▶ **TASK INSTRUCTIONS**
Give the data below again exactly as it stands. Omit the pictures.

▶ **TASK DATA**
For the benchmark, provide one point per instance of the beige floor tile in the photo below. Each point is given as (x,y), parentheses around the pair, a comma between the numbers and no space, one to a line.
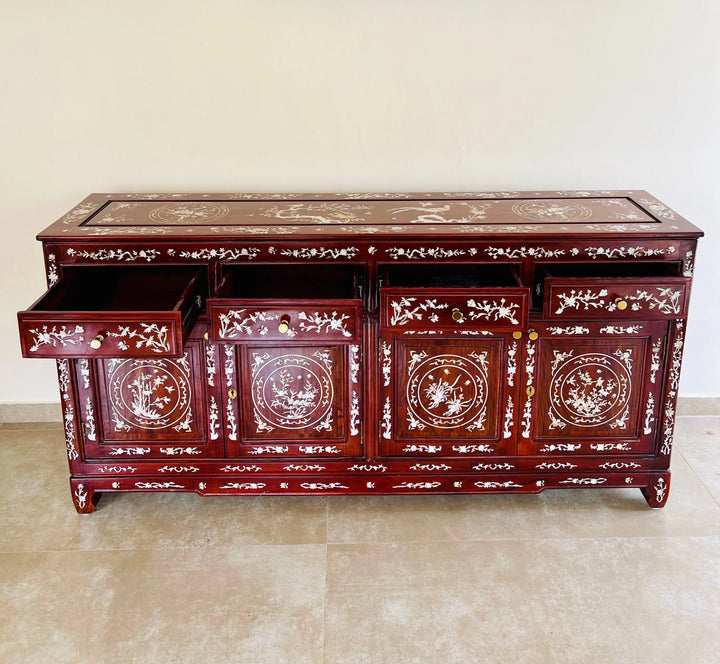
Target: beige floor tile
(698,440)
(38,513)
(610,600)
(239,604)
(690,510)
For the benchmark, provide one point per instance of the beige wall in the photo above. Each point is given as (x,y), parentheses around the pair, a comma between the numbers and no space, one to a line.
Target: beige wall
(340,95)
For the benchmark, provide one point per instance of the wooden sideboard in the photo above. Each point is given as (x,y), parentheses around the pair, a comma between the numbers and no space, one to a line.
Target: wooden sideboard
(366,344)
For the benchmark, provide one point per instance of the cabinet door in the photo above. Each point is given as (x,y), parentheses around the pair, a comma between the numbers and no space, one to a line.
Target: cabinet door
(452,396)
(298,400)
(592,388)
(145,407)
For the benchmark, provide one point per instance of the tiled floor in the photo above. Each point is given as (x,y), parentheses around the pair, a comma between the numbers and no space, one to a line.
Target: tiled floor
(566,576)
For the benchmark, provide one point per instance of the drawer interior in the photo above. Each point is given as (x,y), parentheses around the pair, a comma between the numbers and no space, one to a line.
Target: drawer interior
(458,275)
(605,270)
(273,281)
(610,270)
(122,288)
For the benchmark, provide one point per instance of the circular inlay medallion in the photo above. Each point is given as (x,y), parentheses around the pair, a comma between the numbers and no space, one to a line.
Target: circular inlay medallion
(552,211)
(150,394)
(590,390)
(447,391)
(292,392)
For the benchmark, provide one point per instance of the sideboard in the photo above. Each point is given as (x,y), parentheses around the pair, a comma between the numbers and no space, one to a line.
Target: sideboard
(292,344)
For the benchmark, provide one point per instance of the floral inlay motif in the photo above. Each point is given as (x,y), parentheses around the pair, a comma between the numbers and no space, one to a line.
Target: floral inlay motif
(129,255)
(626,252)
(237,322)
(493,466)
(220,253)
(432,213)
(138,451)
(590,389)
(406,310)
(552,211)
(447,391)
(584,480)
(323,486)
(321,252)
(56,336)
(53,275)
(619,329)
(324,323)
(428,252)
(526,419)
(292,392)
(429,449)
(158,485)
(570,329)
(672,384)
(472,449)
(151,335)
(188,213)
(63,367)
(497,485)
(151,394)
(665,300)
(417,485)
(513,253)
(495,311)
(430,467)
(320,213)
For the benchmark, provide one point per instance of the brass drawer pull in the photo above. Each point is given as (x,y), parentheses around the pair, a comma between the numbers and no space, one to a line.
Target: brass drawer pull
(284,326)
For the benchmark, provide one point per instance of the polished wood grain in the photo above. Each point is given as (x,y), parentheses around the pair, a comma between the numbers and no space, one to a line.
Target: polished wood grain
(340,344)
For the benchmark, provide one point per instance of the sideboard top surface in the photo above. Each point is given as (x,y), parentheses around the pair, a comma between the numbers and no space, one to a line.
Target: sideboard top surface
(336,216)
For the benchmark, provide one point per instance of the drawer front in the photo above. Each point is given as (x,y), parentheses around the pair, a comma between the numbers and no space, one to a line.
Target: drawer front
(622,298)
(431,309)
(85,335)
(242,321)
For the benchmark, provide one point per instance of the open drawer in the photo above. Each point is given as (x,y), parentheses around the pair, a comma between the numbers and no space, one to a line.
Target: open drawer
(114,311)
(640,291)
(454,297)
(287,303)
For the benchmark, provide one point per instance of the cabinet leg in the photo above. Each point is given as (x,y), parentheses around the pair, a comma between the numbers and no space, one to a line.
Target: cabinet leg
(84,496)
(656,493)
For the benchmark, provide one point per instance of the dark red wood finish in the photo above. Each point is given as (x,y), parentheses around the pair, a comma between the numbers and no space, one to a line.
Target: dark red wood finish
(400,343)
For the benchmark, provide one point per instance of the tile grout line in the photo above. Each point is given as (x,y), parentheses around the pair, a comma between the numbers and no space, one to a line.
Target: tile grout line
(327,531)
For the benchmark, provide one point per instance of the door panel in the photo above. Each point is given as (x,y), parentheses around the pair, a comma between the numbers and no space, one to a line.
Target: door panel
(592,388)
(452,396)
(299,400)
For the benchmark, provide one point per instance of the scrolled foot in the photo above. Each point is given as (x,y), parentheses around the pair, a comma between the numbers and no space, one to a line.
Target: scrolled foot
(84,496)
(656,493)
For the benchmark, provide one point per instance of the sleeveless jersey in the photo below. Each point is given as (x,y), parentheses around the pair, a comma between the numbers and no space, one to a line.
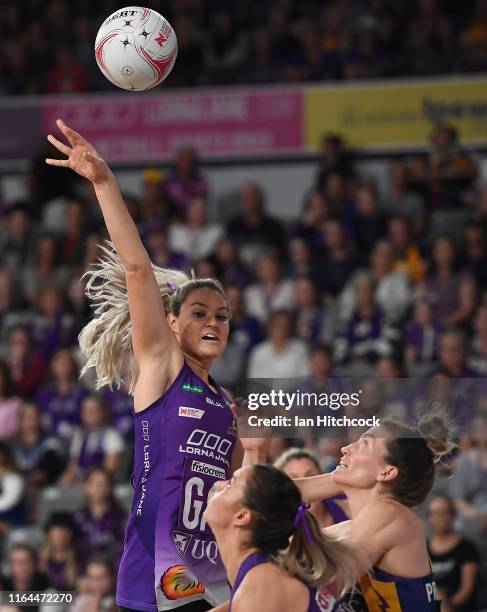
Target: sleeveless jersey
(320,600)
(183,445)
(383,591)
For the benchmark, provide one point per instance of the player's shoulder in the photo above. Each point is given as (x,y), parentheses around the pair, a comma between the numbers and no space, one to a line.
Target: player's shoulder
(384,512)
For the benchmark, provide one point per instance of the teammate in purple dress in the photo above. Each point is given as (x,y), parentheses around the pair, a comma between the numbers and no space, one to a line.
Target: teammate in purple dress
(274,549)
(159,331)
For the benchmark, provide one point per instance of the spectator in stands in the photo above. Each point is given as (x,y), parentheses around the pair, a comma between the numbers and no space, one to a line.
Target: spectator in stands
(43,269)
(476,253)
(393,294)
(39,456)
(303,463)
(477,360)
(454,559)
(401,201)
(467,485)
(407,254)
(429,35)
(101,522)
(422,335)
(10,405)
(282,355)
(366,58)
(333,158)
(473,40)
(15,243)
(60,400)
(12,491)
(186,181)
(446,172)
(253,230)
(368,223)
(58,554)
(156,241)
(195,237)
(366,335)
(453,355)
(98,588)
(94,443)
(271,292)
(225,49)
(52,327)
(24,574)
(66,74)
(451,288)
(339,262)
(27,367)
(73,240)
(245,329)
(155,203)
(308,226)
(230,268)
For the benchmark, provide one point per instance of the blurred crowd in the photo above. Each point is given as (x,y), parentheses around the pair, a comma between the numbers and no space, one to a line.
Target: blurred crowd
(47,47)
(387,283)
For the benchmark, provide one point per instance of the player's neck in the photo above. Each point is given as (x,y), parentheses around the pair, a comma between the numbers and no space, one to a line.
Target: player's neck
(233,554)
(359,498)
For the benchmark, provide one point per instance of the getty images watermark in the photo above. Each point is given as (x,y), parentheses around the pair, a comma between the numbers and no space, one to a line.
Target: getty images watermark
(302,401)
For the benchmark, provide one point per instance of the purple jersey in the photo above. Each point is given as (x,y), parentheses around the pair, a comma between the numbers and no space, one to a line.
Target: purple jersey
(320,600)
(183,445)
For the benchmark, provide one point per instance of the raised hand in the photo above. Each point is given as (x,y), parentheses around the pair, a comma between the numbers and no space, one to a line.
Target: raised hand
(82,156)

▶ **RIGHT ANSWER**
For the benchmark, provide one point per instance of the beige floor tile in the photo below. Each point is given as (x,y), parentheses around the pair, a comma between the numbers and no space, one to a line.
Target: beige floor tile
(698,440)
(38,513)
(610,600)
(239,604)
(690,510)
For the benchmark, provide one point per instance of the beige wall in the photo above. Each point is given as (x,y), parentheses around the pair, a comma between the numbers and no space, one to a line.
Target: beige wall
(340,95)
For the benchmark, provide one point per instance of the wooden sideboard in the photo above. Each point is given as (x,y), parentheses around the pair, a comma between the numbers and no space, one to a line.
Target: wooden sideboard
(366,344)
For the benchmark, provide one point per instance of the cabinet door in the photo above. Each point is given as (x,y), parentheses around the pair, a comma between the numbers and no space, one to a line.
Target: cabinet door
(452,396)
(298,400)
(592,388)
(145,407)
For the benchmark, provide one point per instance of the tiled floor in the photo above. Each point is given as (x,y), parentheses around the pair, a comma between the numbers and no space, one to a line.
Target: tiled floor
(566,576)
For the benchmark, provide one point per instance of the drawer interior in the photo above. Each point is given as (x,y), parentheses around the pair, a comma between the numbers and no space, one to a line.
Target: drawer interior
(458,275)
(605,270)
(273,281)
(610,270)
(122,288)
For the benchmark, provide one point per instance of the circular inlay medallion in the photo above. Each point is given as (x,y), parentheses around the pair, a comma between the numbers and no space, one to a line.
Target: circular inlay medallion
(552,211)
(150,394)
(590,390)
(447,391)
(292,392)
For the benchmark, provide one point per instance of the sideboard in the photo above. Each point is given as (x,y), parentheses around the pair, a comma between the numbers and no space, one to a line.
Target: sideboard
(292,344)
For the benchmark, provide one point per instance of the floral inlay motif in the photo above. Each point is given as (x,y), parentheses around the pair, a comma between the numbers and no space, one to a line.
Target: floral inlay motif
(129,255)
(626,252)
(237,322)
(493,466)
(220,253)
(432,213)
(138,451)
(590,389)
(406,310)
(552,211)
(447,391)
(584,480)
(323,486)
(321,252)
(56,336)
(53,275)
(619,329)
(324,323)
(428,252)
(526,419)
(292,392)
(429,449)
(158,485)
(570,329)
(672,384)
(472,449)
(151,335)
(188,213)
(63,367)
(497,485)
(151,394)
(665,300)
(417,485)
(513,253)
(495,311)
(430,467)
(320,213)
For the benchmark, provide one point per instance of the brass drawer pull in the photo above. Each point is given as (x,y), parentheses around the pair, a comma between the numbers and no space, one to a line.
Target: brass drawer pull
(284,326)
For the benchmark, provide one point per instance of the polished wood grain in the photo above. Each point is given as (x,y), parentheses around the pair, a comma between the numbers and no space, one to a line.
Target: polished wood grain
(340,344)
For the benchmark, provide one point per instance of the sideboard top surface in the photo above. Each point is given as (x,y), parentheses around the pair, a comma between the numbers and no space, one to a line.
Target: sideboard top surface
(336,216)
For the benchmark, provide one point per instance of the drawer front in the photo above. Each point is given as (x,y), parentheses around the pair, a comma between the numbers and no space, one to a line.
Target: drawer front
(622,298)
(431,309)
(85,335)
(242,321)
For the benchmark, provide one point per instance of the open drawer in the photo above. Each point is given as (x,y), parentheses around the pair, a comma between the numbers and no space, one to a line.
Target: open drawer
(114,311)
(640,291)
(454,297)
(287,303)
For the benchmark, provide one point per instance of the cabinet leg in the photo above. Each point is given as (x,y), parentheses around the pair, a comma between the numbers and no space, one to a line.
Target: cabinet leg
(84,496)
(656,493)
For the benchmark, provide one point per instance of the dark red wood finish in the photo above. Each point is given as (x,y), parentheses around the pair, a comma between the numbers and no space, one to a line.
Target: dark red wood finish
(400,343)
For the benchmark, provide one point per instance of the tile grout line in the photo above. Each point is given as (x,y), parentheses around the pair, a comma between the numbers and no space, one to a line.
Target: tile grout line
(327,531)
For the benchmark, provide one point per instance of the door panel in the photo above. Each point is given as (x,y), parentheses around the pair, a comma between the numbers and no space, one to a line.
Target: door panel
(592,388)
(452,396)
(299,400)
For the benchmark, provide one point per instance of the scrolled foot in the photo above. Each point is given as (x,y), parentheses around the pair, a comma between the numbers and no space, one to a line.
Target: scrolled foot
(84,496)
(656,493)
For the benchmark, provide one point per instance of the sleeveless jersey in the photo below. Each point is given as (x,y), parentheses around the pair, a comma between the numbers and no space, one to a line.
Target: sleeveless jersey
(320,600)
(183,445)
(383,591)
For the benchmark, provide one point per instance of the player's shoulder in the photo above. Each point is given as (x,y), parentheses around the pair, a comma between the numbers and no space, one to a line.
Target: player's shoulder
(384,512)
For the benchmark, provide one point per instance of the teammate in purple dress in the photo above. Each point is given as (x,y), parentheses around the pair, a comma between the numbers and no space, one to a line.
Target: teammate in purple dress
(274,549)
(159,331)
For the benchmark, provide one point per instance of the spectator in stands in the photo above. Each point is given as (x,y), parentheses around the pair, a comma between the numbers and no space, one to a line.
Target: spectator in stands
(43,269)
(476,253)
(393,294)
(39,456)
(303,463)
(477,360)
(454,559)
(401,201)
(467,485)
(407,254)
(429,35)
(101,522)
(422,335)
(10,405)
(282,355)
(366,58)
(333,158)
(473,40)
(15,243)
(60,400)
(12,491)
(186,181)
(446,172)
(253,230)
(368,223)
(58,554)
(156,241)
(195,237)
(366,335)
(453,355)
(98,588)
(94,443)
(271,292)
(225,49)
(52,327)
(24,574)
(66,74)
(451,288)
(339,262)
(27,367)
(73,240)
(245,329)
(155,203)
(308,226)
(230,268)
For the benchmark, provide one point per instance of the blurred crowd in the photo above. Each point is given as (x,y), parentheses around the pair, a comma between the numbers and no space, one to a line.
Target: blurred crowd
(47,47)
(387,283)
For the benchmark, provide one point per instance of the player's neck in the photo above. Each point is given as (x,y), parentheses around the pair, a comma between the numbers and no space, one to a line.
Target: player's neck
(233,554)
(359,498)
For the benchmark, provide one point per instance of the getty images watermark in the photo above. Each point is given as (x,y), parentheses around the pair, a comma between the numbers and no space, one to a line.
Target: getty images watermark
(302,401)
For the benchmark, provide one point per instance of the purple jersey in the photo above. Each point is given as (x,y), parentheses around the pair, a comma between the numbers and no space, one to a line.
Target: purple jersey
(320,600)
(183,445)
For the benchmark, provide one point per instance of the raised hand in the photo above. Each point is given as (x,y), parentheses around the pair, a comma between the numbers and no space, one to a line.
Target: raised hand
(82,156)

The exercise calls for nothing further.